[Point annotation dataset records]
'''

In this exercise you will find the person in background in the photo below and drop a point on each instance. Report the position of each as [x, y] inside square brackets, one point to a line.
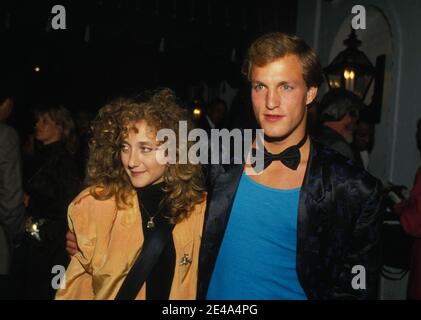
[410, 218]
[12, 210]
[363, 142]
[50, 187]
[338, 116]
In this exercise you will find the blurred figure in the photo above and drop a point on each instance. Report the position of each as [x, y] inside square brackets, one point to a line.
[363, 142]
[313, 111]
[50, 188]
[339, 115]
[410, 217]
[83, 124]
[214, 117]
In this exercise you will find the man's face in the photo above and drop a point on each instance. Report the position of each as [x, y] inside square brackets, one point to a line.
[280, 95]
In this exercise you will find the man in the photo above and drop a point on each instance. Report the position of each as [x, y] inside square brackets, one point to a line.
[339, 115]
[309, 226]
[214, 116]
[11, 195]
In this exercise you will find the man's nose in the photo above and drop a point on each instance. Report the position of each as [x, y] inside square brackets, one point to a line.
[273, 100]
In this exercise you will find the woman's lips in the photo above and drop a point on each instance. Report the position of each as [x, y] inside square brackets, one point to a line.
[273, 117]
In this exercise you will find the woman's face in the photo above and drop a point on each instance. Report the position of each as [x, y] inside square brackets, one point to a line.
[139, 152]
[46, 130]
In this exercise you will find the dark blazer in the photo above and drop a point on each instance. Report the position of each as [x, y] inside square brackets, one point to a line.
[11, 195]
[339, 219]
[335, 141]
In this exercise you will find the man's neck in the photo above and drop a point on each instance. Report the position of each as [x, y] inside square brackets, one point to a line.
[280, 145]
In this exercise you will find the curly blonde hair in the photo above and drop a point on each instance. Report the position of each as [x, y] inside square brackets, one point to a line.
[184, 186]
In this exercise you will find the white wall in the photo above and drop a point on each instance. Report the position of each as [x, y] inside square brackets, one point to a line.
[395, 157]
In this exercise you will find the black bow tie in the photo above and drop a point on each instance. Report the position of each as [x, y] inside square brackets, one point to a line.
[290, 157]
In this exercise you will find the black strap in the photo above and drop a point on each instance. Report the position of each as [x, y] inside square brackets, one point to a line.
[152, 249]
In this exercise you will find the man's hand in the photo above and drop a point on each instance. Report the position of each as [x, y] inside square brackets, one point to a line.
[71, 245]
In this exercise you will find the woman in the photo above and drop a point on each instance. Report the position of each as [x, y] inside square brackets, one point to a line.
[51, 185]
[131, 195]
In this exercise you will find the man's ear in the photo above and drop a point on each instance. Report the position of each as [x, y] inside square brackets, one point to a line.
[311, 94]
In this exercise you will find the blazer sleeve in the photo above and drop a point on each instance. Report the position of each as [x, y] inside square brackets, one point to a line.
[411, 212]
[78, 277]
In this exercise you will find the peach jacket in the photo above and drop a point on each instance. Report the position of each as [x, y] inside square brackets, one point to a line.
[110, 241]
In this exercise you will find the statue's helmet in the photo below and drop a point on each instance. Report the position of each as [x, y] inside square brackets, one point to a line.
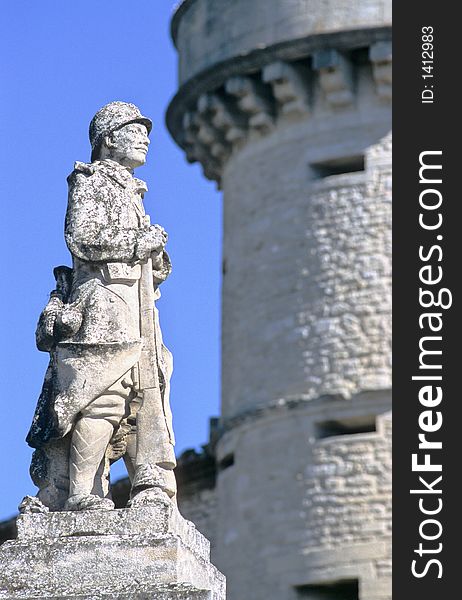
[111, 117]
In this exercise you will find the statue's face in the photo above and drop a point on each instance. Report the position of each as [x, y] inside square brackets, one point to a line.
[128, 145]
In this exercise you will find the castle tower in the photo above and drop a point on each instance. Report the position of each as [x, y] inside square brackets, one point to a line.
[286, 104]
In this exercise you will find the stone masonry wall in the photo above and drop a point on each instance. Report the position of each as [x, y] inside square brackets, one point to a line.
[307, 269]
[199, 29]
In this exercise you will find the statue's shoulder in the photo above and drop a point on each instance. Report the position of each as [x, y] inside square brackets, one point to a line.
[83, 171]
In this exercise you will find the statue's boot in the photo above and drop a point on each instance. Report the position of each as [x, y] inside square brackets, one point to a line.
[90, 439]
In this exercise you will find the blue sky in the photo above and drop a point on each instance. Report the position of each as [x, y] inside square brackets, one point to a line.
[61, 62]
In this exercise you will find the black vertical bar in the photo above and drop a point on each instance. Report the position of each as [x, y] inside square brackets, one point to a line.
[421, 126]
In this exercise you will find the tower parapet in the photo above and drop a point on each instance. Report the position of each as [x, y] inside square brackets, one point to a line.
[287, 106]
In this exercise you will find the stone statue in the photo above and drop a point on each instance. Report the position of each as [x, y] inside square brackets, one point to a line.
[106, 390]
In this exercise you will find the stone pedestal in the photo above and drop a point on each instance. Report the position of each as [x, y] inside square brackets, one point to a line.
[141, 553]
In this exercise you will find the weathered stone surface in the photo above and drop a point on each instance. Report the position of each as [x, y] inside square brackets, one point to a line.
[106, 390]
[126, 553]
[306, 321]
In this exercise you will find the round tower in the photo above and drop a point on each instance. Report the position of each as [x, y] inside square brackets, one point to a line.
[287, 106]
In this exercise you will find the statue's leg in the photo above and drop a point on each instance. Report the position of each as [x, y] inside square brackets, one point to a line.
[90, 439]
[89, 442]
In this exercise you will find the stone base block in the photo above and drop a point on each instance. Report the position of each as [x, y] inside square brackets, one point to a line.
[138, 553]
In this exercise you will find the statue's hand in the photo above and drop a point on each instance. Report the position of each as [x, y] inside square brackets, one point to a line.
[152, 239]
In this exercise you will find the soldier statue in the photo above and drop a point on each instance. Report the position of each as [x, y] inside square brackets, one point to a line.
[106, 390]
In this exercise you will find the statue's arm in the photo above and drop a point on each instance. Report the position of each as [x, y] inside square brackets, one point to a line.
[90, 231]
[161, 267]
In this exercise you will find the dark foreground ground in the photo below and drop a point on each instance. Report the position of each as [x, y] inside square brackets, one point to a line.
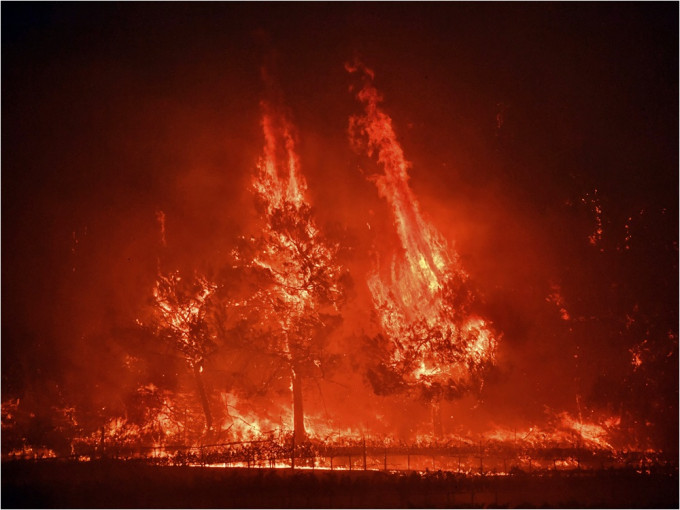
[128, 484]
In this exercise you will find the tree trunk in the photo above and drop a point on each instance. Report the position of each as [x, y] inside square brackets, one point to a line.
[298, 413]
[436, 408]
[204, 397]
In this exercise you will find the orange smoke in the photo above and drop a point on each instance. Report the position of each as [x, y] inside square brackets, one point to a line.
[422, 304]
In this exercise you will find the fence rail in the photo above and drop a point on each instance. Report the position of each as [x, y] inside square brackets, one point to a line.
[481, 459]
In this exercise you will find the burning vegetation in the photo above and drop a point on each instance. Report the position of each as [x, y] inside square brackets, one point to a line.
[344, 298]
[274, 312]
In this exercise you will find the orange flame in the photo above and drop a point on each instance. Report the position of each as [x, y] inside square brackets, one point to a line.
[428, 278]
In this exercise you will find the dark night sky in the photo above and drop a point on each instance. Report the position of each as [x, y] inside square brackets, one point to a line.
[113, 111]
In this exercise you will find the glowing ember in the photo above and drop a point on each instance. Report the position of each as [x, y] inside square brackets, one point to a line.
[300, 292]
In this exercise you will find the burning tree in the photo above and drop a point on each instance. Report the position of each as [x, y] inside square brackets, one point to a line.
[432, 341]
[181, 311]
[295, 303]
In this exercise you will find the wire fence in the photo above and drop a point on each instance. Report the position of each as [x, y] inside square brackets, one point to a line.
[500, 458]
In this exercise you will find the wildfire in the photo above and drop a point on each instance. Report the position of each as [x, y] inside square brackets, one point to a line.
[422, 304]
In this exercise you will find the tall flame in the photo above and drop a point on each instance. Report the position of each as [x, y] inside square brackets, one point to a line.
[422, 304]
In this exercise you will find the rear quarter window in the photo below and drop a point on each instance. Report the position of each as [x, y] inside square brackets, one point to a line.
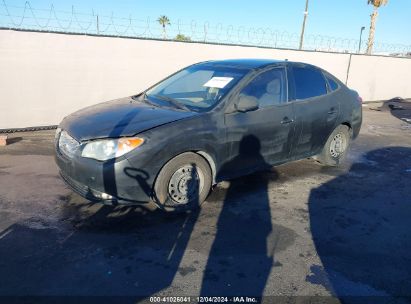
[309, 82]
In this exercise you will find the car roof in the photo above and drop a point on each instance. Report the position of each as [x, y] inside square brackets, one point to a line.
[245, 63]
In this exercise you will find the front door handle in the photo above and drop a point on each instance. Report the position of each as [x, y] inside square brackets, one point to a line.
[286, 120]
[332, 111]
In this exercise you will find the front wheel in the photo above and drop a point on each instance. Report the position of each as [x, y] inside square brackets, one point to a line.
[336, 147]
[183, 183]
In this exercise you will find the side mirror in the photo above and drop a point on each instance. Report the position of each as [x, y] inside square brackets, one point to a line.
[246, 103]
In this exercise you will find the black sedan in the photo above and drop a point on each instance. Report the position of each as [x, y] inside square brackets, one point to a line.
[209, 122]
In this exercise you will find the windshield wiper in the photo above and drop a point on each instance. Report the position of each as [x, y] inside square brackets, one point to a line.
[172, 101]
[143, 97]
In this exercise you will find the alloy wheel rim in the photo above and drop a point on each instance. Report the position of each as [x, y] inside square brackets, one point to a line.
[338, 145]
[186, 184]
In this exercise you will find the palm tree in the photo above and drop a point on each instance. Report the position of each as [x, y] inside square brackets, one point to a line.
[164, 21]
[374, 15]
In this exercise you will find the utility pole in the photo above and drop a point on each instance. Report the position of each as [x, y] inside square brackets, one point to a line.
[359, 45]
[303, 29]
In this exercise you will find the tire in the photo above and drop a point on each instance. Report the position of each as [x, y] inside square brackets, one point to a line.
[183, 183]
[336, 147]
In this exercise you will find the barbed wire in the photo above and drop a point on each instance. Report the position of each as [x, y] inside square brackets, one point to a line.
[52, 20]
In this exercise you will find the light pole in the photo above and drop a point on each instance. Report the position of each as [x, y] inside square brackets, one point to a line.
[303, 29]
[359, 45]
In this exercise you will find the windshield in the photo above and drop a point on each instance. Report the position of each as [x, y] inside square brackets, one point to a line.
[198, 87]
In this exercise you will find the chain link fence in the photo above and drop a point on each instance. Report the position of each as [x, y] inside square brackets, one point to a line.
[73, 21]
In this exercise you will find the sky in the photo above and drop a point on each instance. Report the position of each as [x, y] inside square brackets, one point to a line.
[331, 18]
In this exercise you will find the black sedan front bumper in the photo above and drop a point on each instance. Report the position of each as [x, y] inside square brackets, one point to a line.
[110, 182]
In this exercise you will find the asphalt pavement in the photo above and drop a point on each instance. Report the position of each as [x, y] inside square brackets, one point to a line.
[301, 232]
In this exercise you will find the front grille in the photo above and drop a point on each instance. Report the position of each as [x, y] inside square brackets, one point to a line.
[67, 145]
[80, 189]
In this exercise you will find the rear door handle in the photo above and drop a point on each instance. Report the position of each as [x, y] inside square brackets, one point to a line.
[286, 120]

'''

PROBLEM TO SOLVE => Rescale the lines that begin at the one containing "In this exercise you will find the asphalt" and run through the end of the records. Reproduce those lines with their requests unchanged, multiply every point coordinate by 2.45, and round each result to a whole number with halves rounded up.

EXERCISE OUTPUT =>
In this exercise you will find the asphalt pavement in the photo above and drop a point on each instance. Report the position of each as [x, y] inside square brackets, one point to a line.
[737, 568]
In this exercise you will find the front grille in the photo above and drop a point on each instance. Report the position of each as [x, y] inside square brackets, one point to a line.
[164, 355]
[196, 463]
In this exercise you will find the rear door handle in the photo above and drop a point on each instance. Report the position of each as [x, y] inside square brackets, one point to a line.
[701, 294]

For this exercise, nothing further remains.